(Texto original):
┏━━
Como decía, partiendo de una nada amorfa, tal vez agradable, es una simple cuestión de tiempo el que nos encontremos con situaciones que generan un poderoso contraste con ese pensamiento infantil, ideal, que de alguna manera considera que el afecto incondicional es suficiente como herramienta de afrontamiento experiencial.

El mundo es más crudo. En las palabras de Bolaño se encuentra inserta una visión que define nuestro paso por el mundo. Vivimos situaciones que nos sitúan al límite del dolor soportable. Nuestra lucha es eliminar ese dolor, alejarlo, por supuesto aceptando el hecho en sí mismo, para después encontrar alternativas de supervivencia. Así, cuando miramos atrás, descubrimos que a lo largo de la vida vamos subiendo y bajando montañas, de manera interminable.

Cada montaña es un estresor que tenemos que superar: problemas económicos, muertes de seres queridos, conflictos amorosos, expectativas frustradas, enfermedades. Mágicamente, podríamos encontrar la explicación a tanto atropello azaroso en nuestras propias maldades, es decir, seríamos castigados por uno o varios dioses, seres infalibles omnipotentes, omnipresentes y eternos. Desde el punto de vista de la Física esto parece algo poco probable. Más bien podríamos decir que al nacer somos inocentes de toda culpa, salvo que purguemos los pecados de nuestros padres. Ellos, desde luego, no lo son desde el momento en que han asumido la responsabilidad de traernos al mundo.
┗━━
Datos para señalar expresiones referenciales:
┏━━
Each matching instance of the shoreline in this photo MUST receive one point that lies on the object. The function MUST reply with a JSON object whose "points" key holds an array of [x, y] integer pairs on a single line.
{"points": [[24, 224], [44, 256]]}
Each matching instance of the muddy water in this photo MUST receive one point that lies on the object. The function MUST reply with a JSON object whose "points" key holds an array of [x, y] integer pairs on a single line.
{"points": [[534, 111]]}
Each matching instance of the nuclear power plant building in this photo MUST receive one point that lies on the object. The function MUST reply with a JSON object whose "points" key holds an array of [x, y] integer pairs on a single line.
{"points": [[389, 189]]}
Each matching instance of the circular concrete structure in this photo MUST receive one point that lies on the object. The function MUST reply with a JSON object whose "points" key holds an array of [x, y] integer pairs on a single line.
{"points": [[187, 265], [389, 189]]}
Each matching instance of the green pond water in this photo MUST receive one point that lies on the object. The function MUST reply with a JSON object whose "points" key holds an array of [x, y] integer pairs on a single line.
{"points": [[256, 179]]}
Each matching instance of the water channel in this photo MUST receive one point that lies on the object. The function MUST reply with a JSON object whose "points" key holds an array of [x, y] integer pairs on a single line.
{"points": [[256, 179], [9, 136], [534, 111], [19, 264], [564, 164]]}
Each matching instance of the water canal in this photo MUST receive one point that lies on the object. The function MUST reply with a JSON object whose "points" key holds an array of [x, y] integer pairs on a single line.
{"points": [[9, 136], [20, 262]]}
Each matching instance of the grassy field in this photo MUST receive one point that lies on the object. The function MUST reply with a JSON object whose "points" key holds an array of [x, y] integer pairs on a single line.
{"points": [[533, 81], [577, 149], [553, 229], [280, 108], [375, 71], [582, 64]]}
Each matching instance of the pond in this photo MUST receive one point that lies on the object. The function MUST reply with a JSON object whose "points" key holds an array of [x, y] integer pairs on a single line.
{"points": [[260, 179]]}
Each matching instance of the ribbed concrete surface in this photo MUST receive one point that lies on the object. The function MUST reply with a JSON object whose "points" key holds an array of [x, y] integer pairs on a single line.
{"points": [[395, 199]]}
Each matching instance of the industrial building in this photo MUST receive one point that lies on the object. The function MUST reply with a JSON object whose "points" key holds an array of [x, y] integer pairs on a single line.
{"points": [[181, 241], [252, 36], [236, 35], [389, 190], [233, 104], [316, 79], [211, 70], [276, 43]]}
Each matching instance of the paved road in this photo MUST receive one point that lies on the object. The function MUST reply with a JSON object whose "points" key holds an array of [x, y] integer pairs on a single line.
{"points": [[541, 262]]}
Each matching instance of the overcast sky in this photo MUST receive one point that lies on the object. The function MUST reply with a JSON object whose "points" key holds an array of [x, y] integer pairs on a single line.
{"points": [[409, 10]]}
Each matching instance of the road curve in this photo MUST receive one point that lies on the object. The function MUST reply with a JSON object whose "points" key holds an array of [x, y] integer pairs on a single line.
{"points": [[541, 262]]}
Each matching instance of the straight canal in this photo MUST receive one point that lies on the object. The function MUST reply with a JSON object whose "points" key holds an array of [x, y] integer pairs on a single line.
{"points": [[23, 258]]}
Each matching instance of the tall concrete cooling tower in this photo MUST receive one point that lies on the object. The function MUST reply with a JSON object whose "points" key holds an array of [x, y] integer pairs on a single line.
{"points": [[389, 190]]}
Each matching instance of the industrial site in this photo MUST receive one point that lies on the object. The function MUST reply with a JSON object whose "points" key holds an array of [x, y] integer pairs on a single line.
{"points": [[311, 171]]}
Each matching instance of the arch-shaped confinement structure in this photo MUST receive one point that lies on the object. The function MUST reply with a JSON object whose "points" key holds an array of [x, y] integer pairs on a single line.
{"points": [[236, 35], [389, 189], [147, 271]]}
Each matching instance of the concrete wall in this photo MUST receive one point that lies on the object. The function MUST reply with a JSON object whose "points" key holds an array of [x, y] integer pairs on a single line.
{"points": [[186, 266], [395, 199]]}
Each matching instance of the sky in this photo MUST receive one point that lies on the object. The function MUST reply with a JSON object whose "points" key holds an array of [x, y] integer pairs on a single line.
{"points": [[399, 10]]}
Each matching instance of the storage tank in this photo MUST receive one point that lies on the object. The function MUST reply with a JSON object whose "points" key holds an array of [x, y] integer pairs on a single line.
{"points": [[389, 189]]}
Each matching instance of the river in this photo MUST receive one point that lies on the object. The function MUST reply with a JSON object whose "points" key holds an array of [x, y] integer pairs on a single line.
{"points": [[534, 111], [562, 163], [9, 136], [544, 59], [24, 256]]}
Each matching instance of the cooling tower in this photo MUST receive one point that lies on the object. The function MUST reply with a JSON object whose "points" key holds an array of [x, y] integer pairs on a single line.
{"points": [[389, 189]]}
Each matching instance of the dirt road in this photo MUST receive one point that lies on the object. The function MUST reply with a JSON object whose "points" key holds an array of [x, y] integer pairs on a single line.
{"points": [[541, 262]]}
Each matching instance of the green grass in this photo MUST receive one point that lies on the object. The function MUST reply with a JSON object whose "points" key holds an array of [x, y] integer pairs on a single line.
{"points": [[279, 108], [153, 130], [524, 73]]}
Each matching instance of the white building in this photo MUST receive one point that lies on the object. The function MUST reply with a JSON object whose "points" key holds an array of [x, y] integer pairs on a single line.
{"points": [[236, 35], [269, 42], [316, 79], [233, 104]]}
┗━━
┏━━
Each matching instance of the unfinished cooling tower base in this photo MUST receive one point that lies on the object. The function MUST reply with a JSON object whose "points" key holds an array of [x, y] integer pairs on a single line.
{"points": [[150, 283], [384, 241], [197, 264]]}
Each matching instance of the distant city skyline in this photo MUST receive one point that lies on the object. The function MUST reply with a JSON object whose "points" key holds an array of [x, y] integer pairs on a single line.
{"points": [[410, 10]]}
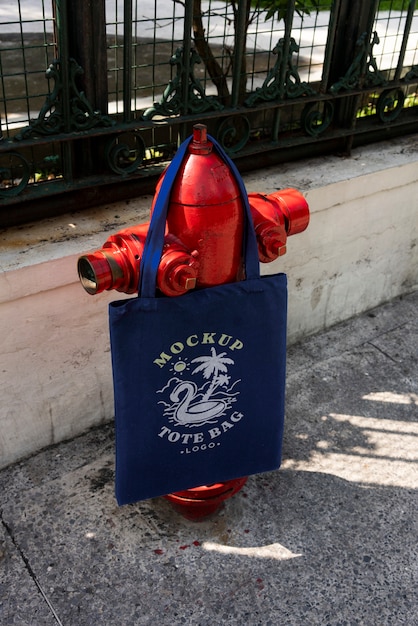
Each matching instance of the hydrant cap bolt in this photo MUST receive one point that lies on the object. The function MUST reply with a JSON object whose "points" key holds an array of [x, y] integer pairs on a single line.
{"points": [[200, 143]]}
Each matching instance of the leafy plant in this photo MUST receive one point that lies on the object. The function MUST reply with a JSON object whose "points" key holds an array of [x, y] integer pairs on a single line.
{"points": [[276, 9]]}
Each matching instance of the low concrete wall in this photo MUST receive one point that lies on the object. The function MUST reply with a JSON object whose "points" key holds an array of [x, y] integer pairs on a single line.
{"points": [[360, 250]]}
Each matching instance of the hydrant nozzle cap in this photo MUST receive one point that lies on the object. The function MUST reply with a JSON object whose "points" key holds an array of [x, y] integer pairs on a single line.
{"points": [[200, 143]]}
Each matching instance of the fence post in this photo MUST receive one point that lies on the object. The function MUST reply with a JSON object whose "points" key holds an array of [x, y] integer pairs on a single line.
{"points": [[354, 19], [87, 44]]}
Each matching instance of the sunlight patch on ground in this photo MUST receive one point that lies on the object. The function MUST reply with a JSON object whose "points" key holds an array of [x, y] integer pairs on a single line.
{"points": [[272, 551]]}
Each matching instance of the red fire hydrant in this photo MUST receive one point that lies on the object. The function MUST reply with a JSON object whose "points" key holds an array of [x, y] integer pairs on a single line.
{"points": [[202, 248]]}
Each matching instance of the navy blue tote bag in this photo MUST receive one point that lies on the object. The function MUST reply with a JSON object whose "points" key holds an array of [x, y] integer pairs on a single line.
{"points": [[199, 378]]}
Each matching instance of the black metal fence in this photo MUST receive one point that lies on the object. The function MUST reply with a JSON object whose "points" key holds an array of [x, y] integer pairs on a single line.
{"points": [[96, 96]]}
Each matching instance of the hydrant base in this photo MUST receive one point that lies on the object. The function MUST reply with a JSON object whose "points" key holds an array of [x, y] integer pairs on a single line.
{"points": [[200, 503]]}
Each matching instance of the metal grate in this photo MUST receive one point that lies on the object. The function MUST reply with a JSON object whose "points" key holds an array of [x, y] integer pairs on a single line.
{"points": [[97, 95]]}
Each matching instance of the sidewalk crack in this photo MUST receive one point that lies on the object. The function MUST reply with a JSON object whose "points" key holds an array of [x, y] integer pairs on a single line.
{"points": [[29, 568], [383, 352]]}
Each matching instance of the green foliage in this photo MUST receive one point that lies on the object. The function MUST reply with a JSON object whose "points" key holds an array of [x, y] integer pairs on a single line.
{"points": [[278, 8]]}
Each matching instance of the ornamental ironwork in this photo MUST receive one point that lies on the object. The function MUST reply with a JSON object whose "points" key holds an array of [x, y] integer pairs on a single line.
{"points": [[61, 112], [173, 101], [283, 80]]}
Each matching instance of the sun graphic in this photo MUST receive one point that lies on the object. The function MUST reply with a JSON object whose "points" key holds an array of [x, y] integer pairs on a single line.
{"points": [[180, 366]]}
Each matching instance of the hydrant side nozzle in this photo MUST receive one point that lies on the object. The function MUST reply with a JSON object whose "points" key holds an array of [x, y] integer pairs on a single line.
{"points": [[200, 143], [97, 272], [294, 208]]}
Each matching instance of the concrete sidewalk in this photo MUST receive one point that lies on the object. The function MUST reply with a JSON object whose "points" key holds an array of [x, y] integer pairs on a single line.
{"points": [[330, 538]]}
┗━━
(Qué hacer):
Reproduce sin ningún cambio todo el texto original desde "Como decía, partiendo" hasta "de manera interminable.". Para esto no hacen falta las entradas.

(Solución escrita):
Como decía, partiendo de una nada amorfa, tal vez agradable, es una simple cuestión de tiempo el que nos encontremos con situaciones que generan un poderoso contraste con ese pensamiento infantil, ideal, que de alguna manera considera que el afecto incondicional es suficiente como herramienta de afrontamiento experiencial.

El mundo es más crudo. En las palabras de Bolaño se encuentra inserta una visión que define nuestro paso por el mundo. Vivimos situaciones que nos sitúan al límite del dolor soportable. Nuestra lucha es eliminar ese dolor, alejarlo, por supuesto aceptando el hecho en sí mismo, para después encontrar alternativas de supervivencia. Así, cuando miramos atrás, descubrimos que a lo largo de la vida vamos subiendo y bajando montañas, de manera interminable.